'''

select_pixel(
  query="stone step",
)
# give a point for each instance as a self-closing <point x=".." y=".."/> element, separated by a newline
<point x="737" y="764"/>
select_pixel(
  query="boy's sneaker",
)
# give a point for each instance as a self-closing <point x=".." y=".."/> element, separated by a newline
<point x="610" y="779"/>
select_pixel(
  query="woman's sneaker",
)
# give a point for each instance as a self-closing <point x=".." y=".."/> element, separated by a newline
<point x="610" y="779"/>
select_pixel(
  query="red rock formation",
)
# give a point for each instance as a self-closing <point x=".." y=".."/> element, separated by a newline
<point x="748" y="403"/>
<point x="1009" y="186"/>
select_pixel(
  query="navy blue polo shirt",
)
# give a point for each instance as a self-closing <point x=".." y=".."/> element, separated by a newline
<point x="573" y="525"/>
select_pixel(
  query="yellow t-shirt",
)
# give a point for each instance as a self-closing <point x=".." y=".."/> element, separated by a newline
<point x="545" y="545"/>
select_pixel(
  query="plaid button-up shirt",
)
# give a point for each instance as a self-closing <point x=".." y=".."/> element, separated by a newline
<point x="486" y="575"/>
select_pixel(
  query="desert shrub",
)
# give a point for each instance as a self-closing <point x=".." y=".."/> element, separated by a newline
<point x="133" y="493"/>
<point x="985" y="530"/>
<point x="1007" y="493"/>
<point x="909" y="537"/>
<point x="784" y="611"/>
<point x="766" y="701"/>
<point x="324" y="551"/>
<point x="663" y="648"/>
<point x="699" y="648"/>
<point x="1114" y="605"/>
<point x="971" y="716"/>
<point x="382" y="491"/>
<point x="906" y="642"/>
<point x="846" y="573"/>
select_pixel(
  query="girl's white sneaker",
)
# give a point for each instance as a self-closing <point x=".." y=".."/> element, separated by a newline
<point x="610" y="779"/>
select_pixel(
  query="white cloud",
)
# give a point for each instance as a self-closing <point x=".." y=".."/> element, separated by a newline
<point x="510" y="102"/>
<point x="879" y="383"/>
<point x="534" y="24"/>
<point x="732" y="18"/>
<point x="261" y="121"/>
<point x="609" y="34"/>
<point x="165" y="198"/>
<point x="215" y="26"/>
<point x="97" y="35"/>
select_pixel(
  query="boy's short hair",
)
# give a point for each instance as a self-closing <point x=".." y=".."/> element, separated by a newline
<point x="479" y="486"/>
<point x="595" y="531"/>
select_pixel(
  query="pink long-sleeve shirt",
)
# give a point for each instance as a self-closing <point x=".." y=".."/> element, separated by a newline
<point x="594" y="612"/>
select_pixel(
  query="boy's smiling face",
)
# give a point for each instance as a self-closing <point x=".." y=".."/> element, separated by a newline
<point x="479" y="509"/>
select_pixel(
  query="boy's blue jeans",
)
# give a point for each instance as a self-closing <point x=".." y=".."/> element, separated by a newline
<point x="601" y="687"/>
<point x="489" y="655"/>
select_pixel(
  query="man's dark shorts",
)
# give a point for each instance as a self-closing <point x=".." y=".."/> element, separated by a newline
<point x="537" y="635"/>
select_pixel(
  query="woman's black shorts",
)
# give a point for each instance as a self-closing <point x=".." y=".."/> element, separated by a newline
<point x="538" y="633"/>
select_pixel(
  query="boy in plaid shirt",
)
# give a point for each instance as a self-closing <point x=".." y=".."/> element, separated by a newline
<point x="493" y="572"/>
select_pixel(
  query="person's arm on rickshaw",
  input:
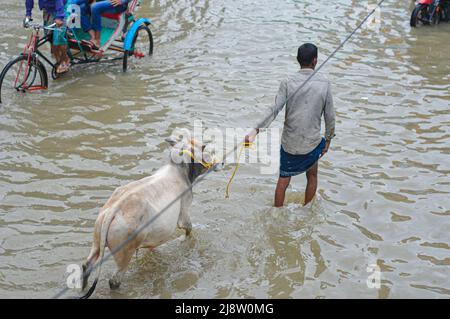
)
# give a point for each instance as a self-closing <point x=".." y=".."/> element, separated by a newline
<point x="60" y="12"/>
<point x="29" y="4"/>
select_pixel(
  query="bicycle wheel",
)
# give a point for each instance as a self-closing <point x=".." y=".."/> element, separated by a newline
<point x="21" y="75"/>
<point x="436" y="19"/>
<point x="418" y="15"/>
<point x="141" y="47"/>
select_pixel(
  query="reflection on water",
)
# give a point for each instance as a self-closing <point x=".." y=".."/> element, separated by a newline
<point x="383" y="188"/>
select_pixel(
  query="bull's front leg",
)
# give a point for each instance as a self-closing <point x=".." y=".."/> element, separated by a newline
<point x="184" y="221"/>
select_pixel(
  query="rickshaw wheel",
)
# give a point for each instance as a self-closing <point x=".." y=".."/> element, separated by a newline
<point x="16" y="76"/>
<point x="54" y="74"/>
<point x="141" y="47"/>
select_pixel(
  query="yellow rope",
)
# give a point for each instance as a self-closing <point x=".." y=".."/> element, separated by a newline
<point x="244" y="145"/>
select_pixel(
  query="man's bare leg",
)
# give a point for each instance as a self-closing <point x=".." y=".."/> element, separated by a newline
<point x="280" y="192"/>
<point x="311" y="185"/>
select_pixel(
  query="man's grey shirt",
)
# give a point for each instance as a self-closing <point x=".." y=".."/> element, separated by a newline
<point x="301" y="132"/>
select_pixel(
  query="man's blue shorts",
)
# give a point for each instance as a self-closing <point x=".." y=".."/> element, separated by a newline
<point x="291" y="165"/>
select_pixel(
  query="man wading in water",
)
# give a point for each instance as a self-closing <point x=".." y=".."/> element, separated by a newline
<point x="301" y="144"/>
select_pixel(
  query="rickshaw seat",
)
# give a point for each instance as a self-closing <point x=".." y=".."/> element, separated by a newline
<point x="113" y="16"/>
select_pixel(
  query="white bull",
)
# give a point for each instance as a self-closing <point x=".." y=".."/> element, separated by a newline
<point x="133" y="205"/>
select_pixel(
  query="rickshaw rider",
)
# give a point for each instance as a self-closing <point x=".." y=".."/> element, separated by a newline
<point x="107" y="6"/>
<point x="54" y="11"/>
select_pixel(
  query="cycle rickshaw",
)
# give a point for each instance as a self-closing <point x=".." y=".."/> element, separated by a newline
<point x="123" y="37"/>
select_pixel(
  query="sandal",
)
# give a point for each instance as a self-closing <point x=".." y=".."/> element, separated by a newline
<point x="91" y="44"/>
<point x="63" y="68"/>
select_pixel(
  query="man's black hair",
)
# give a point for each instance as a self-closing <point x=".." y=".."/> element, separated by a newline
<point x="306" y="54"/>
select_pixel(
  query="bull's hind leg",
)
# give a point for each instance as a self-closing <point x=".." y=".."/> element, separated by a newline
<point x="184" y="221"/>
<point x="122" y="258"/>
<point x="95" y="251"/>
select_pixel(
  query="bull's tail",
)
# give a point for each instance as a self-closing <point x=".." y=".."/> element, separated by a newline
<point x="109" y="216"/>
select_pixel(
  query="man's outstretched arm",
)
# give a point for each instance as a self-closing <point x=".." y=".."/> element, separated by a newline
<point x="330" y="119"/>
<point x="270" y="116"/>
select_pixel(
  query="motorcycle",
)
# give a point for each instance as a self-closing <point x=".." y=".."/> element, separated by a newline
<point x="429" y="12"/>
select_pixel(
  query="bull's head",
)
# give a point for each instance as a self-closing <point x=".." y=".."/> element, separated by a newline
<point x="196" y="157"/>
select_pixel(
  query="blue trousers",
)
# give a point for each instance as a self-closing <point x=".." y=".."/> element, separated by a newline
<point x="85" y="18"/>
<point x="101" y="7"/>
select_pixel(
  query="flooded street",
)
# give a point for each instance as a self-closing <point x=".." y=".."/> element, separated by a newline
<point x="384" y="185"/>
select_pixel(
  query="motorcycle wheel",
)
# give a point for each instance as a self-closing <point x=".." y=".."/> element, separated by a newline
<point x="418" y="15"/>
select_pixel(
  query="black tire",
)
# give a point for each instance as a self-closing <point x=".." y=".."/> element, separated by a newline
<point x="417" y="15"/>
<point x="36" y="77"/>
<point x="436" y="19"/>
<point x="143" y="39"/>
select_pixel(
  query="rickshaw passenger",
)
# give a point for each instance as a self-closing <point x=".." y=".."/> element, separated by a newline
<point x="54" y="11"/>
<point x="106" y="6"/>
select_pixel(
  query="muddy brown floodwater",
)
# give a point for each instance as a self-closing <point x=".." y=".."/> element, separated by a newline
<point x="383" y="188"/>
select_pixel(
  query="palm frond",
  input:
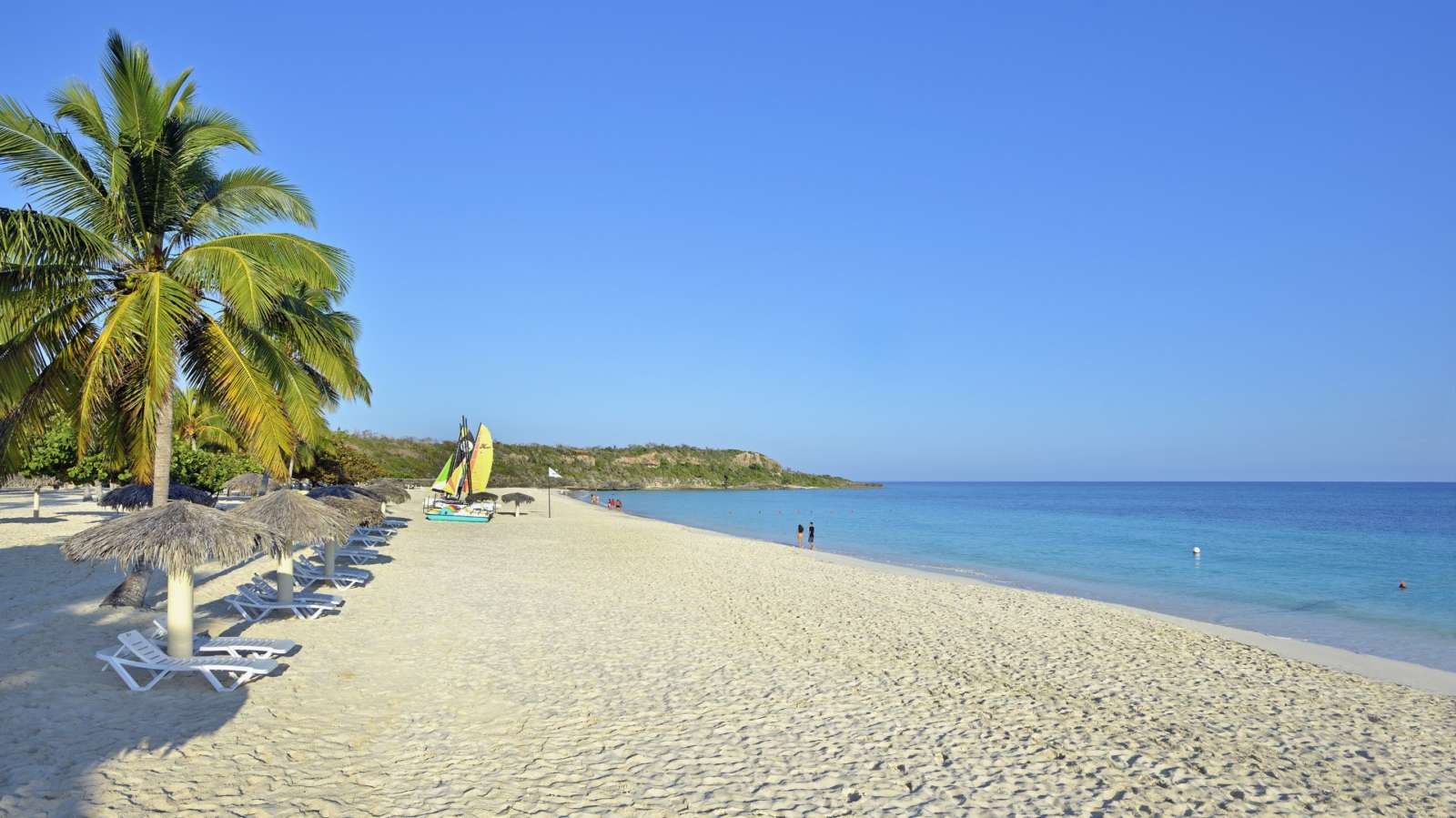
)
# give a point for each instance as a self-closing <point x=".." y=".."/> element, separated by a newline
<point x="47" y="162"/>
<point x="245" y="197"/>
<point x="222" y="367"/>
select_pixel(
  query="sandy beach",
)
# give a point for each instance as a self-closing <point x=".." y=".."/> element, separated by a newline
<point x="602" y="664"/>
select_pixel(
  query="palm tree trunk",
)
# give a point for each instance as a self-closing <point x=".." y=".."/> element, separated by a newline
<point x="133" y="590"/>
<point x="162" y="454"/>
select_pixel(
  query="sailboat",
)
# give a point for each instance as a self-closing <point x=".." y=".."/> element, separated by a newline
<point x="463" y="478"/>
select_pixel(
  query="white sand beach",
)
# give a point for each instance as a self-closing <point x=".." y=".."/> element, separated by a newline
<point x="602" y="664"/>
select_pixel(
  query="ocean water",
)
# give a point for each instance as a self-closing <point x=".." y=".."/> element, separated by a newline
<point x="1320" y="562"/>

'''

• Exercise task
How many lines of the data above contain the string "shirt"? Reply with the number alone.

• Complete response
6